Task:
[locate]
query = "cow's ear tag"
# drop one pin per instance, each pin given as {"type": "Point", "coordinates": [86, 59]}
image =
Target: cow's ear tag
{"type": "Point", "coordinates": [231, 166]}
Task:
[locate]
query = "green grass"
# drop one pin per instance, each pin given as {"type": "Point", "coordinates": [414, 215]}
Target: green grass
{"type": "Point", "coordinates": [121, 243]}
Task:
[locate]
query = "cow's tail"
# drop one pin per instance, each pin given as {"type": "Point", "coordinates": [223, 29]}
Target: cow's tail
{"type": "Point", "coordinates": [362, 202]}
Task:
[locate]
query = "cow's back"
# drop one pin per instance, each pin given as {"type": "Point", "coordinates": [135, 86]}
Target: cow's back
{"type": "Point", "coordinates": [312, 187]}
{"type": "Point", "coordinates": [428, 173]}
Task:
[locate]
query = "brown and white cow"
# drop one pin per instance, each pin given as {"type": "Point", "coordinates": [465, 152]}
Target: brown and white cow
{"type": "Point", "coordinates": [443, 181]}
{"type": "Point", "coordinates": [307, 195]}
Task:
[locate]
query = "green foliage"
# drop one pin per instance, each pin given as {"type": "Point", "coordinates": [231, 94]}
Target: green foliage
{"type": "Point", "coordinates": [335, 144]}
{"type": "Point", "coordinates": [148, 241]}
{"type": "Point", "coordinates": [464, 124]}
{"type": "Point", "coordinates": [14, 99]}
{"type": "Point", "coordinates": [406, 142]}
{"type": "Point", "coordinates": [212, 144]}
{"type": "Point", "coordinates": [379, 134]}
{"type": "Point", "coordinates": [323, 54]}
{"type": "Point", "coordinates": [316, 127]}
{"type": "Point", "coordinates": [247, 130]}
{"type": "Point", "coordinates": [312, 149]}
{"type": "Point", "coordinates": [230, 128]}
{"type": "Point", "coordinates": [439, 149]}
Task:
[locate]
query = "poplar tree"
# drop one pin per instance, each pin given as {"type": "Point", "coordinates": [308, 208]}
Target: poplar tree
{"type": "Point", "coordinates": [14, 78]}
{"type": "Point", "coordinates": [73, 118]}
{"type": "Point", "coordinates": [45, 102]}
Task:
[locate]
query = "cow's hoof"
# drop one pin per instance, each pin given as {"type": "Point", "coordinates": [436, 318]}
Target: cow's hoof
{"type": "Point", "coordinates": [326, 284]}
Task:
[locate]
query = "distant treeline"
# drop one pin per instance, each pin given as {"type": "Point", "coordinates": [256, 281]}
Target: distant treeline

AIM OF THE TASK> Transcribe all of the records exactly.

RESPONSE AREA>
Task:
[locate]
query = "cow's ear tag"
# drop one pin per instance, each pin given as {"type": "Point", "coordinates": [86, 59]}
image =
Target: cow's ear tag
{"type": "Point", "coordinates": [231, 166]}
Task:
[locate]
query = "green grass"
# drop one pin per instance, each pin given as {"type": "Point", "coordinates": [414, 215]}
Target: green grass
{"type": "Point", "coordinates": [121, 243]}
Task:
[locate]
query = "cow's tail"
# drop one pin per instance, each pin given as {"type": "Point", "coordinates": [223, 29]}
Target: cow's tail
{"type": "Point", "coordinates": [362, 202]}
Task:
[locate]
query = "cow's back"
# drop one pin per instance, each pin given as {"type": "Point", "coordinates": [135, 86]}
Target: cow's back
{"type": "Point", "coordinates": [312, 187]}
{"type": "Point", "coordinates": [428, 173]}
Task:
[locate]
query = "brown and white cow"
# drop one pin per instance, each pin given as {"type": "Point", "coordinates": [465, 152]}
Target: brown and white cow
{"type": "Point", "coordinates": [443, 181]}
{"type": "Point", "coordinates": [307, 195]}
Task:
[locate]
query = "green foliage"
# drop one pin per instance, each pin given as {"type": "Point", "coordinates": [231, 94]}
Target: green foliage
{"type": "Point", "coordinates": [335, 144]}
{"type": "Point", "coordinates": [148, 241]}
{"type": "Point", "coordinates": [464, 124]}
{"type": "Point", "coordinates": [14, 99]}
{"type": "Point", "coordinates": [406, 142]}
{"type": "Point", "coordinates": [212, 144]}
{"type": "Point", "coordinates": [379, 134]}
{"type": "Point", "coordinates": [323, 54]}
{"type": "Point", "coordinates": [316, 127]}
{"type": "Point", "coordinates": [247, 130]}
{"type": "Point", "coordinates": [312, 149]}
{"type": "Point", "coordinates": [230, 128]}
{"type": "Point", "coordinates": [439, 149]}
Task:
[locate]
query = "poplar tree"
# drop one pin per instance, each pin given as {"type": "Point", "coordinates": [308, 208]}
Target: poplar tree
{"type": "Point", "coordinates": [14, 78]}
{"type": "Point", "coordinates": [73, 118]}
{"type": "Point", "coordinates": [45, 102]}
Task:
[locate]
query = "cow's hoof"
# drop one pin per instance, each pin given as {"type": "Point", "coordinates": [436, 318]}
Target: cow's hoof
{"type": "Point", "coordinates": [326, 284]}
Task:
[locate]
query = "distant treeline"
# drop one pin per instance, each pin given as {"type": "Point", "coordinates": [256, 281]}
Target: distant treeline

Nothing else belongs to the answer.